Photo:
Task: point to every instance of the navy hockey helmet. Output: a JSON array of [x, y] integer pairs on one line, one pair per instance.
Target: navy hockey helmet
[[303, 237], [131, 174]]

● ● ● ● ●

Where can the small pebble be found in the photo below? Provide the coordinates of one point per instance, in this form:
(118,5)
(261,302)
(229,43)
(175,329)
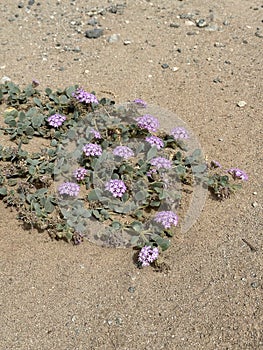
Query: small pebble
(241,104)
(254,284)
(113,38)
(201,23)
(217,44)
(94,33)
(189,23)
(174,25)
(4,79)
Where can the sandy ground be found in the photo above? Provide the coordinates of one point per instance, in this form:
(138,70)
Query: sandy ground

● ● ● ● ●

Reprint exactly the lines above that start at the one with "Query: small pebble" and end at the one with "Query: sandy ground", keeping both and adding none.

▸ **Written reply**:
Query: small pebble
(241,104)
(254,284)
(113,38)
(201,23)
(217,44)
(94,33)
(189,23)
(174,25)
(4,79)
Where can the sandy ground be found in the photo above? Provide the coordinates of one point per instance, in this form:
(138,70)
Query: sandy ground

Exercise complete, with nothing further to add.